Quick, what's the tallest mountain in the world? Easy: Mt. Everest. Something something common knowledge; something something that one Tennyson line about geography and time. Everest reigns, all 29,000 feet worth. Just don't let old Chomolungma overshadow any other of Earth's lesser known, if equally stunning peaks.

Take For the Love of Mountains, a new visualization by Al Boardman. In a mere two minutes, Boardman takes us up and over a handful of these sometimes-overlooked mountains, in turn putting the natural world—and our pathetic little place in it—into a new and dizzying perspective.To wit:

  • the hardest mountain to climb (K2) 
  • the most dangerous mountain (Annapurnai) 
  • the tallest unscaled mountain (Gangkhar Puensum)
  • the highest active volcano (Ojos del Salado)
  • the most sacred mountain (Kailash)
  • the fattest mountain (Logan)
  • the highest "free-standing" mountain (Kilimanjaro)
  • the tallest from base to summit (Mauna Kea)
  • the most climbed (Monadnock)

Granted, I'm slightly skeptical about some of these superlatives. If you ask me, any of these could be rightly be crowned "the most difficult mountain to climb". And "most climbed"? Really? How do you even quantify that?

Anyway, we live on a (cosmically speaking) very modest-sized rock that's spiked by a range of extremely large rocks far beyond just Everest. It's about high time someone decided they shouldn't be given such short shrift.

> WORK TO DO:
Answer these questions from the text about mountains:
(a) How many feet tall does the text say Everest is?
(b) How long is the visualization For the Love of Mountains?
(c) Which mountain is listed as the tallest unscaled mountain?

[Point labeling records]

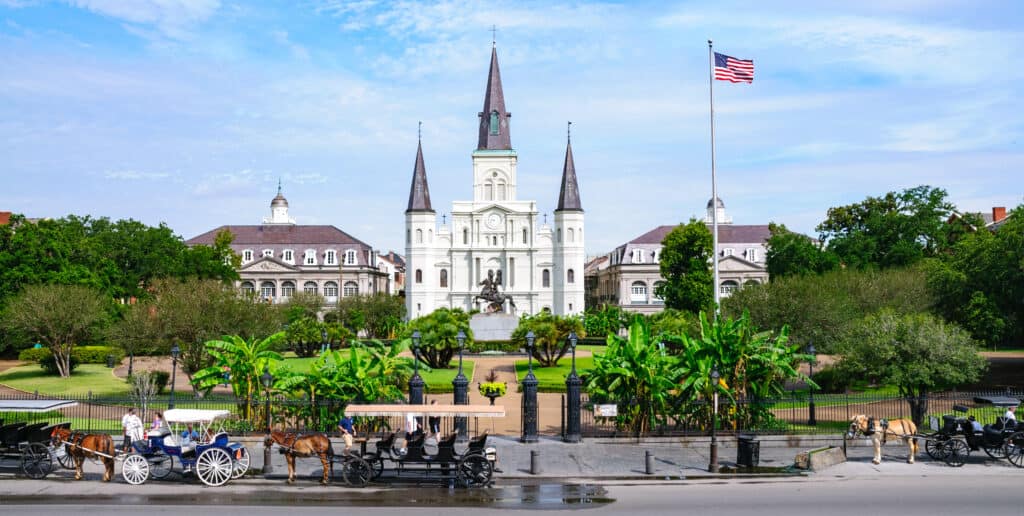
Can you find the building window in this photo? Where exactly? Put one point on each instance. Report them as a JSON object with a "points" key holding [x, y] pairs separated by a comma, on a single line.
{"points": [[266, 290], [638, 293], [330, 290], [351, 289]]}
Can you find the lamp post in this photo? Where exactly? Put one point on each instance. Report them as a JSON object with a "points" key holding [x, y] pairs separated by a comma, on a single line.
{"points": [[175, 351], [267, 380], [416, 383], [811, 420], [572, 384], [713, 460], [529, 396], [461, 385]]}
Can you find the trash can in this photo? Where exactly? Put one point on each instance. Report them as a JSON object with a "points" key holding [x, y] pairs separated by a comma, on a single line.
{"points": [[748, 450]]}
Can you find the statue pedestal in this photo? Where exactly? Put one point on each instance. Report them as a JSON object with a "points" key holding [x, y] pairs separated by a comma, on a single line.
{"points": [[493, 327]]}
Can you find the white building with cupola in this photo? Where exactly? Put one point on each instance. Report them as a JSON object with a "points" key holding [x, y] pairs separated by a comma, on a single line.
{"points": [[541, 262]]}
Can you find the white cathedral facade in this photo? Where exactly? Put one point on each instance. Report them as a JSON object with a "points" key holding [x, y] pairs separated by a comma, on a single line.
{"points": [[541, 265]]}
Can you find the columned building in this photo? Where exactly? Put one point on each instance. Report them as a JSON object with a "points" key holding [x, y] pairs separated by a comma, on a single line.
...
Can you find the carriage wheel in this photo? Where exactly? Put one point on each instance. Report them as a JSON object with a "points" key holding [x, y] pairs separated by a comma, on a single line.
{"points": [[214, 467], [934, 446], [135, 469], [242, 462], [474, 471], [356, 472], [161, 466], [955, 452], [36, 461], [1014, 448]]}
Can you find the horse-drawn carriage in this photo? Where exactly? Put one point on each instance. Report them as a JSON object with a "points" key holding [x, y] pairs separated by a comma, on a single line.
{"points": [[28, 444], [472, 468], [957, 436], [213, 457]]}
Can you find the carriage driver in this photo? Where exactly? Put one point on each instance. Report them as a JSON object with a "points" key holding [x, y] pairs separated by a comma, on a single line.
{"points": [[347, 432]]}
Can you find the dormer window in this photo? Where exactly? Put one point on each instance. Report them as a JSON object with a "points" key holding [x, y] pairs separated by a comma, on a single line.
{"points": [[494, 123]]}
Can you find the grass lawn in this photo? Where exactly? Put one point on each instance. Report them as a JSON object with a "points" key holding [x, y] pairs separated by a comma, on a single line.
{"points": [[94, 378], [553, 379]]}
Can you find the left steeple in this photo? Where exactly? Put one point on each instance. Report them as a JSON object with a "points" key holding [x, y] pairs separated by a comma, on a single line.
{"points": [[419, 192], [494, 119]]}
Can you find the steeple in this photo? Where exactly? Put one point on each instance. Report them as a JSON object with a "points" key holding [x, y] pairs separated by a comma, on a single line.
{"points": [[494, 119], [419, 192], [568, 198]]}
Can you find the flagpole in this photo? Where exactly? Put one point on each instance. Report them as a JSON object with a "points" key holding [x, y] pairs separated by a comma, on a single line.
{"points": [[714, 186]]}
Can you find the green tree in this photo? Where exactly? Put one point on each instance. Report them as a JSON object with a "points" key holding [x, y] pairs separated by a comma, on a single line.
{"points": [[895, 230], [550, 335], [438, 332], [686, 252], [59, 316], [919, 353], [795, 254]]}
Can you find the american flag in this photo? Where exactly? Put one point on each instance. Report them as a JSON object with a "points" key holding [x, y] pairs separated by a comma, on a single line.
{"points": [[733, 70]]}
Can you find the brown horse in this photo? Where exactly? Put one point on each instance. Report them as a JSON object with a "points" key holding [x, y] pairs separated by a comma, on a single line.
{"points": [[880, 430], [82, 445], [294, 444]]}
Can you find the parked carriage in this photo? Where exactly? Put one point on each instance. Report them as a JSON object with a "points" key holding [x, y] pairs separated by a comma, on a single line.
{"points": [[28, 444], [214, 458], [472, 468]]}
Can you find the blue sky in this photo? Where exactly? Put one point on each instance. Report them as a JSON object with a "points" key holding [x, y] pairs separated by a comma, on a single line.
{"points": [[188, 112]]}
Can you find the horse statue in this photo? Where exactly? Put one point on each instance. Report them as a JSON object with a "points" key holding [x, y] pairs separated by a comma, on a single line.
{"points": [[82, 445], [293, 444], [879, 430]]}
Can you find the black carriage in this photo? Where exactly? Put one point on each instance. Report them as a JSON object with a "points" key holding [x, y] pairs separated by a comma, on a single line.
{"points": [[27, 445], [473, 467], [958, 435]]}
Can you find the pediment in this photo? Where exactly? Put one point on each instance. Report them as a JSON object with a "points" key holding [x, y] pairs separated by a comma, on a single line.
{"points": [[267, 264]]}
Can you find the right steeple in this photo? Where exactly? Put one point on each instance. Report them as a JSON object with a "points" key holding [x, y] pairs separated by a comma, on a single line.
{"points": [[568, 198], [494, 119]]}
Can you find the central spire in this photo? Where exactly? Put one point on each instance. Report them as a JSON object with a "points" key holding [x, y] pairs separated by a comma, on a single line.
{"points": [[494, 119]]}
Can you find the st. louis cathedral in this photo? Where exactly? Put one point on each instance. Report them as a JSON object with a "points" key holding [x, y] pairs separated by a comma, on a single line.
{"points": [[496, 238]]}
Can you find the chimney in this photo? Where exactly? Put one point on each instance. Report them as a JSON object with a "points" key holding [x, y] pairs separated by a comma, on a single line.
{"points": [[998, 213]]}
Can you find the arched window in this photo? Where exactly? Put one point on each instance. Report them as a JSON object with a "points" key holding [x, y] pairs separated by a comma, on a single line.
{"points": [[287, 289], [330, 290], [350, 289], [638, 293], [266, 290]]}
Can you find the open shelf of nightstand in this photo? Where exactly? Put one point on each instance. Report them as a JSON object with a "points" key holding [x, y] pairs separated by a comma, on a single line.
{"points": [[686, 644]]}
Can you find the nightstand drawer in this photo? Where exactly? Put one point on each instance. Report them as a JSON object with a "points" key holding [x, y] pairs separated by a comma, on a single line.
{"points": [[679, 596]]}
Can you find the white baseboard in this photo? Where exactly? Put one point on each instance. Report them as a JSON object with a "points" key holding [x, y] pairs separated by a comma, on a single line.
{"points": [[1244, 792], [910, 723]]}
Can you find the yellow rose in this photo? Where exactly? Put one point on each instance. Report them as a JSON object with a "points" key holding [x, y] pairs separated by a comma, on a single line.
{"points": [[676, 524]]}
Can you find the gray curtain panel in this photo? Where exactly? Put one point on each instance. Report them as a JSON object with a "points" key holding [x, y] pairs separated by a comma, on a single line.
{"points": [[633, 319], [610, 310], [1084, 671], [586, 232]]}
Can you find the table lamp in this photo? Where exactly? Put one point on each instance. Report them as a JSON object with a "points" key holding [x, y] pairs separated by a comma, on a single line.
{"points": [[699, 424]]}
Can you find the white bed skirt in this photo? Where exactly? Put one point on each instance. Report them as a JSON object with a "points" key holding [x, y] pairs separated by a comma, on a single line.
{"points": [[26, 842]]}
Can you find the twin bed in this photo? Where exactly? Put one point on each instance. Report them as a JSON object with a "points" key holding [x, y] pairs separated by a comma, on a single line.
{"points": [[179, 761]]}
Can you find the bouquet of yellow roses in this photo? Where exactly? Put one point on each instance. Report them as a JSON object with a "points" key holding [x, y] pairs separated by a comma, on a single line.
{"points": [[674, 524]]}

> EXPECTED OUTPUT:
(a) 29,000 feet
(b) Two minutes
(c) Gangkhar Puensum